▶ Reading text
>> start
# Nova / Graco 390



## Edrick (Feb 26, 2014)

I'm looking at getting the 390 on sale for $660. I do light set painting and interior painting for some of the Theater / Television Studios we work at. On top of that I'm renovating our home so I'll have to paint the whole house. I'm curious as to peoples thoughts on the 390? Is it worth upgrading to the 395 or should a 390 do just fine?


----------



## driftweed (May 26, 2013)

It's a great "entry level" commercial grade sprayer. Until you hit 150+ gal a month usage.

Mine is getting cranky at that rate, I have to smack it with a hammer if I give it a day off to get it going, but hey thats not really an issue.


----------



## Edrick (Feb 26, 2014)

driftweed said:


> It's a great "entry level" commercial grade sprayer. Until you hit 150+ gal a month usage.
> 
> Mine is getting cranky at that rate, I have to smack it with a hammer if I give it a day off to get it going, but hey thats not really an issue.


Yeah I don't see myself going past that point anytime soon, I suppose I'm more curious as to the different paints it can handle if there's any reason to going with a bigger unit. 

or why I'd want to spend a few hundred bucks for the 395 compared to 390.

The 390 can do Enamel, Stain and Latex right?


----------



## driftweed (May 26, 2013)

I can't answer that, I do exclusively latex. I do know that shellac paints *cough*Binz*wheeze* if you don't thoroughly purge it out it can gunk up the seals.


----------



## mr.fixit (Aug 16, 2009)

the 390 will spray all of that and as I said in another thread the 390 and 395 have the same motor and pump just a different circuit board that creates a fractional difference in GPM


----------



## LA Painter (Jul 28, 2009)

I'm picking up a 390 next week at the SW sale.


----------



## driftweed (May 26, 2013)

Sale next week? I know we got a 35% off bucket sale soon...I'm gonna call these guys up (may have some spare cash next weekend)


----------



## Edrick (Feb 26, 2014)

Yeah it's about $200 off on the sale


----------



## driftweed (May 26, 2013)

Edrick said:


> Yeah it's about $200 off on the sale


Shut the front door!


----------



## Hines Painting (Jun 22, 2013)

You can get Graco Refurbished 390's off eBay for $550 shipped.

After my electric went down earlier in the year and I had to use my gas sprayer to finish cabinets I'm thinking I will scoop one up the next time eBay runs a 10% eBay bucks promotion.

$495 is pretty good.


----------
>> end
[Region labeling entries]
>> start
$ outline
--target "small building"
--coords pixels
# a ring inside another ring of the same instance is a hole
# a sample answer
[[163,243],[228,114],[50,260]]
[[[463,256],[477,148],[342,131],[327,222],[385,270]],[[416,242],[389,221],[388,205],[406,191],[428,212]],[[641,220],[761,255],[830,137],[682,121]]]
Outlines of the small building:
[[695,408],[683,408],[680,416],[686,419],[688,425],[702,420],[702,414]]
>> end
>> start
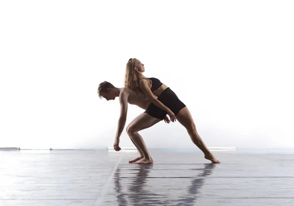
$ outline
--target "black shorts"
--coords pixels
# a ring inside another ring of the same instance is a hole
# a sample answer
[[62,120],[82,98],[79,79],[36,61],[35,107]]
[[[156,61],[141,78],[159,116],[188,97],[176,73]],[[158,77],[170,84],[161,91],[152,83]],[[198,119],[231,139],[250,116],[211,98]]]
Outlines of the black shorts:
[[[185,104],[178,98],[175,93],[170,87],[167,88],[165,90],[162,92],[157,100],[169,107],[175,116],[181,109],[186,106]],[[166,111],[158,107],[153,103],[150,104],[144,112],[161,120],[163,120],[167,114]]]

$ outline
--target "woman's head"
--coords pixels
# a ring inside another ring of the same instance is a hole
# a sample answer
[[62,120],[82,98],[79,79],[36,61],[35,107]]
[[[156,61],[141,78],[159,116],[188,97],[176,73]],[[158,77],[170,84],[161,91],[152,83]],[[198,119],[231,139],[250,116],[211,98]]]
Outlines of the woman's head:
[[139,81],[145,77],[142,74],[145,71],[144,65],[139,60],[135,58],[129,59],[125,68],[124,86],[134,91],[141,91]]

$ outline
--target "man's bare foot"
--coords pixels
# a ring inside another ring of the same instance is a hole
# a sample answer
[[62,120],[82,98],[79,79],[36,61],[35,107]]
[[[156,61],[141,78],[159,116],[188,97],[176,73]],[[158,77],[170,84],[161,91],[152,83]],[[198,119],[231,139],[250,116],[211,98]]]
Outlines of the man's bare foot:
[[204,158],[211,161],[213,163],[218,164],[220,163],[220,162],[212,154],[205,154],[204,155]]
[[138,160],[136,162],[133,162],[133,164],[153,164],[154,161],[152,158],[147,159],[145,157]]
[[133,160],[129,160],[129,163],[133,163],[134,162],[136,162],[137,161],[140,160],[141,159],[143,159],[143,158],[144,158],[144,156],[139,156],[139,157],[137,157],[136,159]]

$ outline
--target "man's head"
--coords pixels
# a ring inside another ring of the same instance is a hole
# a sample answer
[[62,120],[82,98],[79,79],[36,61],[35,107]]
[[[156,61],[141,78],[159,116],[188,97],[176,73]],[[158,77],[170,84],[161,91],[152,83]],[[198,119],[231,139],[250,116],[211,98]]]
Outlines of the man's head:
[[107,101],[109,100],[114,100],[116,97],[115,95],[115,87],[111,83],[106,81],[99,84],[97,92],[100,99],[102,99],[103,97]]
>> end
▶ Tasks to complete
a - Please list the usernames of everyone who posts in the sprayer thread, each name once.
b - Write out the sprayer thread from "## Hines Painting" to "eBay bucks promotion.", switching "cabinets" to "doors".

▶ Answer list
a -
Edrick
driftweed
mr.fixit
LA Painter
Hines Painting

b -
## Hines Painting (Jun 22, 2013)

You can get Graco Refurbished 390's off eBay for $550 shipped.

After my electric went down earlier in the year and I had to use my gas sprayer to finish doors I'm thinking I will scoop one up the next time eBay runs a 10% eBay bucks promotion.